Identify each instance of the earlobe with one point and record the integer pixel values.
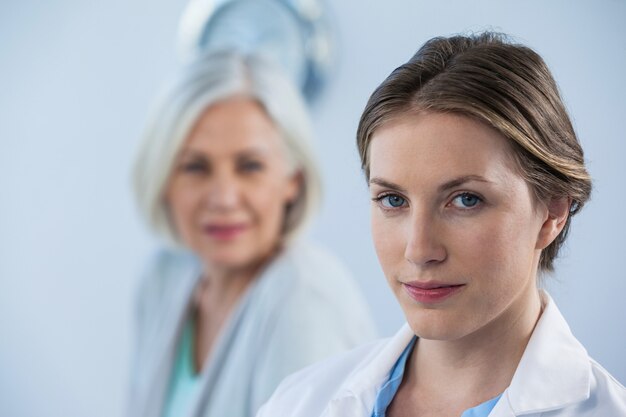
(557, 215)
(294, 185)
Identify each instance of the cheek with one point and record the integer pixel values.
(389, 241)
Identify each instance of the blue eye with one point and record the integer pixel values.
(466, 200)
(392, 201)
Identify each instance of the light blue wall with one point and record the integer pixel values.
(76, 79)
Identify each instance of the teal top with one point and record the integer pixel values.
(390, 388)
(184, 382)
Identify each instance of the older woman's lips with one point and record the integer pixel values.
(431, 292)
(224, 231)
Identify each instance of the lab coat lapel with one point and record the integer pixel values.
(357, 396)
(554, 371)
(164, 344)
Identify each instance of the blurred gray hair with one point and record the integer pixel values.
(210, 79)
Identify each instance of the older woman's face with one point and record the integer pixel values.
(456, 229)
(230, 185)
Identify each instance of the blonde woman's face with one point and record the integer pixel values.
(230, 185)
(456, 229)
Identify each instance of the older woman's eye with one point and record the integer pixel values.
(466, 201)
(250, 166)
(194, 167)
(391, 201)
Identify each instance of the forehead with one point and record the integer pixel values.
(232, 124)
(425, 147)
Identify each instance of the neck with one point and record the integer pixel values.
(481, 365)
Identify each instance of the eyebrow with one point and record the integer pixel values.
(460, 181)
(246, 153)
(443, 187)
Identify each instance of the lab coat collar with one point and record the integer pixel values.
(554, 372)
(357, 396)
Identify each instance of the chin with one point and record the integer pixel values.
(432, 324)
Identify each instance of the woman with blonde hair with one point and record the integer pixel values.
(474, 173)
(235, 301)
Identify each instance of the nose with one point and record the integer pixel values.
(221, 193)
(424, 245)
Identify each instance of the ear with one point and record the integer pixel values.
(293, 186)
(557, 214)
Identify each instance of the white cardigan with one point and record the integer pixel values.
(555, 378)
(302, 308)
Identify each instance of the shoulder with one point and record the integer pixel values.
(606, 392)
(164, 272)
(308, 391)
(318, 272)
(319, 294)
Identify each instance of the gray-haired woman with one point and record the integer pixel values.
(235, 302)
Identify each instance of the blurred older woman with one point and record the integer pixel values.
(235, 302)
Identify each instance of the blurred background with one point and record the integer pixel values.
(76, 81)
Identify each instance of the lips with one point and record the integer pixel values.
(224, 231)
(431, 292)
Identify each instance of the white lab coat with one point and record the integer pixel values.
(304, 307)
(555, 378)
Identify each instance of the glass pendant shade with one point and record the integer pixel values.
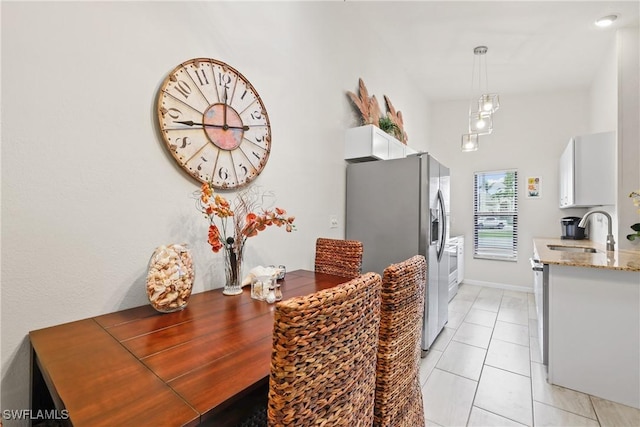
(489, 102)
(480, 122)
(469, 142)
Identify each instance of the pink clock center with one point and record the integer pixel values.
(226, 139)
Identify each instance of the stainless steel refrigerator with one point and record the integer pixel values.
(400, 208)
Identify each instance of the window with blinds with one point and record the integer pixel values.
(495, 215)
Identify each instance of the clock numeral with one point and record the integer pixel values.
(185, 141)
(174, 113)
(224, 80)
(223, 173)
(203, 80)
(183, 88)
(200, 164)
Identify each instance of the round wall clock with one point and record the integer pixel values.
(214, 123)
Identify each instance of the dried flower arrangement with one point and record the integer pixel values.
(370, 113)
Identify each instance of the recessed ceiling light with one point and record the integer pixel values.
(605, 21)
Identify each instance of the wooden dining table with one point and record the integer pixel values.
(139, 367)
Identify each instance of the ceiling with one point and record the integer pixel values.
(533, 46)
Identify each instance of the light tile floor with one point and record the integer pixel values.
(484, 369)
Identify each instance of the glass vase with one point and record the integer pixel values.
= = =
Sfida: Scrivi come lista JSON di stringhe tutto quello che va dalla riga che contiene "Identify each instance of the round", compresa, fino alla fine dei dati. Metti una stringa per ogni riga e salta le righe vuote.

Esercizio risolto:
[
  "Identify each instance of the round wall clock with one point and record the integer pixel values.",
  "(214, 123)",
  "Identify each instance of the dried flower arrangement with one point and record the integer pixel values.",
  "(370, 113)",
  "Identify each instance of the recessed ceiling light with one point and record the integer pixel values.",
  "(605, 21)",
  "Identify each instance of the wooden dining table with one point and record the integer pixel values.",
  "(139, 367)",
  "Identify each instance of the ceiling with one point and record the integer pixel values.",
  "(533, 46)",
  "Identify each instance of the light tile floor with one point and record the integer pixel values.",
  "(484, 369)",
  "Identify each instance of the glass vase with one point and record the integer pixel values."
]